→ Exercise requirements
Print the portion of the sick-day passage between "But just moments" and "child being sick.", inclusive.

── Quoted passage ──

It always strikes at the most inconvenient moments. Perhaps during a peaceful night’s slumber, on the way to a crucial business meeting, or smack in the middle of a family celebration.

“Mom!” a tiny voice whines, “I don’t feel so good.”

You roll your eyes, convinced your little dramatist is simply trying to dodge that morning’s math test. You reply with a nonchalant, “You’ll be fine.”

But just moments later, the sound of retching fills the air. Oh no.

You mentally scan your agenda and glance at the ever-growing to-do list. It’s official. The timing couldn’t be worse for a sick day. Ugh.

Maybe it’s just a one-off, you reason. Perhaps something they ate didn’t agree with them. After all, that soup did taste a bit off. You hold onto the hope that this will end with just your child being sick.

Fast forward six hours, and you’ve been the unwilling recipient of projectile vomit five times, completed three loads of laundry, and sanitized every surface in sight. You pray to every deity imaginable, hoping this nightmare ends here, knowing, deep down, that the odds of escaping this illness unscathed are slimmer than winning the lottery.

───
── Given information ──

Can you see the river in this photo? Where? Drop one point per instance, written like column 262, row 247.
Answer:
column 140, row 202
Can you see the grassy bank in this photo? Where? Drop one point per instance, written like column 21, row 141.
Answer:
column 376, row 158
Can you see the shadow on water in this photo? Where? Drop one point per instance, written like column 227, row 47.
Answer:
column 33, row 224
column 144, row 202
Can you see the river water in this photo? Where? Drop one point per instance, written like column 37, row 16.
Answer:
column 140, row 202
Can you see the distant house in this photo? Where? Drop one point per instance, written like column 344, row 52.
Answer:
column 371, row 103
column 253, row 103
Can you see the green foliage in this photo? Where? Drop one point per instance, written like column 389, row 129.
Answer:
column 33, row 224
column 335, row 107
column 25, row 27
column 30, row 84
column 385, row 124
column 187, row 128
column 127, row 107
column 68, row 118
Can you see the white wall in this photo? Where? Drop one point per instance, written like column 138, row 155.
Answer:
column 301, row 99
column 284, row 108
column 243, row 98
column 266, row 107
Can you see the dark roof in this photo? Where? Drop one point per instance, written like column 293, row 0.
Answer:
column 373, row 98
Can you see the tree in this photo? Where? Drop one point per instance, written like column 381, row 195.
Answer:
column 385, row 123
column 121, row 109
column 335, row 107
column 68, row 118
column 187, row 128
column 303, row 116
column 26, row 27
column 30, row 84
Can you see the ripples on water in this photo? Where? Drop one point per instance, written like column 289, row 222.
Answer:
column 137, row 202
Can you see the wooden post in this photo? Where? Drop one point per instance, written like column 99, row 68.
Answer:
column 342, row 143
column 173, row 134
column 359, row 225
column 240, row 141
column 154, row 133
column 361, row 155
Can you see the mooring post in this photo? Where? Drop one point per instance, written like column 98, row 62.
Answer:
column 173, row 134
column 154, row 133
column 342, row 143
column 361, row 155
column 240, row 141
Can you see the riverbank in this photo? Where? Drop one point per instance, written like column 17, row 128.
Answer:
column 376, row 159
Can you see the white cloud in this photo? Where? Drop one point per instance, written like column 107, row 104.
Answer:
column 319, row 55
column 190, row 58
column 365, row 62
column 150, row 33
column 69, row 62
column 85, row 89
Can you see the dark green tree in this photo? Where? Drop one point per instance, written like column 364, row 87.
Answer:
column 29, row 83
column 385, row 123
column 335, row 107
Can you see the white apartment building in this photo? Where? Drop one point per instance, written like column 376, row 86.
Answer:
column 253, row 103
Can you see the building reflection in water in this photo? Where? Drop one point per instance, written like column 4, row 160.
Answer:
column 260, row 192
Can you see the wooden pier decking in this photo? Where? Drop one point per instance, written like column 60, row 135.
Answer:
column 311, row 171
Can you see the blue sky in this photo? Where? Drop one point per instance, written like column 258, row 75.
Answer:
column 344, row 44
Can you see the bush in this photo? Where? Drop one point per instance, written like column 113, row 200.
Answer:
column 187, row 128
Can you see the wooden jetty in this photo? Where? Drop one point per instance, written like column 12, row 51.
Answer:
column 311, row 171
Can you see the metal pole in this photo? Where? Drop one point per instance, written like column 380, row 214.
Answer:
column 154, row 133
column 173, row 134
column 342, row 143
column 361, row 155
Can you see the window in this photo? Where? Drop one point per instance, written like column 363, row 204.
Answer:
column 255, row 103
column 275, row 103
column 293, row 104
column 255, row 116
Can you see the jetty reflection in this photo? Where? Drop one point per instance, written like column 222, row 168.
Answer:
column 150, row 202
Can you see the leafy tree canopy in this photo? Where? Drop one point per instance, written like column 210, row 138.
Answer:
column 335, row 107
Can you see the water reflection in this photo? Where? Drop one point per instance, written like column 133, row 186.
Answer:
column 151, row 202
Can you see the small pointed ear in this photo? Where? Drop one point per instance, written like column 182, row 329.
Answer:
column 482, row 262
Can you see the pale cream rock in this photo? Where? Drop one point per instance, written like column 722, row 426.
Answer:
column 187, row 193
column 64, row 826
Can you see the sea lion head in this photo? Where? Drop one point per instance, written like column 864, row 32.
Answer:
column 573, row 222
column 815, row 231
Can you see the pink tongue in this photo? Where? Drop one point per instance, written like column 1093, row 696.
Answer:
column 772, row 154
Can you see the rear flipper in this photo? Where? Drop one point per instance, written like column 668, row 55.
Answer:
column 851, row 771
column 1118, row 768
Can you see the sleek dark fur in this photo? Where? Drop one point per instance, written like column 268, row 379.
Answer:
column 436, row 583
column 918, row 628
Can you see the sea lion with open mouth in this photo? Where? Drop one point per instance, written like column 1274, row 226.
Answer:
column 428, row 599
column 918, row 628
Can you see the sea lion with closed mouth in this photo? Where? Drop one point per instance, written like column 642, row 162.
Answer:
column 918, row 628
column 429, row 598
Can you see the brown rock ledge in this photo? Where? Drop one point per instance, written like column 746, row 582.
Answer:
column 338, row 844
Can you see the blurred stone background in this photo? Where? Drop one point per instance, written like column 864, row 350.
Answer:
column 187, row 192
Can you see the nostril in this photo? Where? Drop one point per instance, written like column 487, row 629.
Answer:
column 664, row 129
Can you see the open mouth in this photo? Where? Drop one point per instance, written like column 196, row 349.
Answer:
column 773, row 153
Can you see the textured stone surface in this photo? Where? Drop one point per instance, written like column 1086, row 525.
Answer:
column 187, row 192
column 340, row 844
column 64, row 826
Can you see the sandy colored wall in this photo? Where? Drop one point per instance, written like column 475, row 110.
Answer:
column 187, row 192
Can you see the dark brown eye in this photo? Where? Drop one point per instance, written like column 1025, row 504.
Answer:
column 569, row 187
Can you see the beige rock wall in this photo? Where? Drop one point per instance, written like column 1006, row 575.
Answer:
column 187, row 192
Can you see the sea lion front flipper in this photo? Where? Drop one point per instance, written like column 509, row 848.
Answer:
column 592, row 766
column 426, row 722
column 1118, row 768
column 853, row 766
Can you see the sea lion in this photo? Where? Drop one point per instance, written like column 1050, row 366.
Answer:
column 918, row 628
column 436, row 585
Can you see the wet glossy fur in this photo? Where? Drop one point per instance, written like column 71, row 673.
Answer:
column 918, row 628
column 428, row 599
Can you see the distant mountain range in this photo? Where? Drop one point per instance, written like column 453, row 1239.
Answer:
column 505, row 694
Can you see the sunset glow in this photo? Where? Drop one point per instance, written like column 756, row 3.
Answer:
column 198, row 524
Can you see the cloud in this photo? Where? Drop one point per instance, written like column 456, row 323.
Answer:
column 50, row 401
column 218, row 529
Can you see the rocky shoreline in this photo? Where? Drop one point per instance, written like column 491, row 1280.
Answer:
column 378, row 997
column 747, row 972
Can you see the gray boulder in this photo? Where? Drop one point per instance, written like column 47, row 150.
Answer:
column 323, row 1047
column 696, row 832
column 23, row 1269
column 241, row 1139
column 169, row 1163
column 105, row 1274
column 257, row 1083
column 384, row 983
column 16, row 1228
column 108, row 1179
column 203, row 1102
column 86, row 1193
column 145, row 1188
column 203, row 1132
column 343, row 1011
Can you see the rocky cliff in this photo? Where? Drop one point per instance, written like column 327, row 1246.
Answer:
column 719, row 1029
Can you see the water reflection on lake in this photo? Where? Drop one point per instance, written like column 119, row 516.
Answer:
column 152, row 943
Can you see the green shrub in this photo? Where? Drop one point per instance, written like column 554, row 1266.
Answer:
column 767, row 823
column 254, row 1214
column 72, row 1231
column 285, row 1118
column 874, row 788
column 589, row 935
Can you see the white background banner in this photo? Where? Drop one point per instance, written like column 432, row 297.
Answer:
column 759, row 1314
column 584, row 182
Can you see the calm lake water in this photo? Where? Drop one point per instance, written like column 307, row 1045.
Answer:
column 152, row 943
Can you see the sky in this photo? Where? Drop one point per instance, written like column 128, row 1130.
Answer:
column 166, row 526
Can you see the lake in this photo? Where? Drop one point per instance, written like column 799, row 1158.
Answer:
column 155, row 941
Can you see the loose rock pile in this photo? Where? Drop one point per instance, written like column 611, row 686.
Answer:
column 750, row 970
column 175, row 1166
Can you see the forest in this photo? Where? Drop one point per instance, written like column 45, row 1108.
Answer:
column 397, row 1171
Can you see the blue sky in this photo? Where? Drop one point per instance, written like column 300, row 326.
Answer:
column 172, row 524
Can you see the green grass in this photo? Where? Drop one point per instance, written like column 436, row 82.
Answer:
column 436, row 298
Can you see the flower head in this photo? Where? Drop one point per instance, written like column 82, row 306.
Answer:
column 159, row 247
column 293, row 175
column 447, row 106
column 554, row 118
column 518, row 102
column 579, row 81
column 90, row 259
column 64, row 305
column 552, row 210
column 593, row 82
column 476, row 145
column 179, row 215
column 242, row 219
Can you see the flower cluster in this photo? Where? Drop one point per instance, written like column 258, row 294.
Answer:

───

→ Answer to this problem
But just moments later, the sound of retching fills the air. Oh no.

You mentally scan your agenda and glance at the ever-growing to-do list. It’s official. The timing couldn’t be worse for a sick day. Ugh.

Maybe it’s just a one-off, you reason. Perhaps something they ate didn’t agree with them. After all, that soup did taste a bit off. You hold onto the hope that this will end with just your child being sick.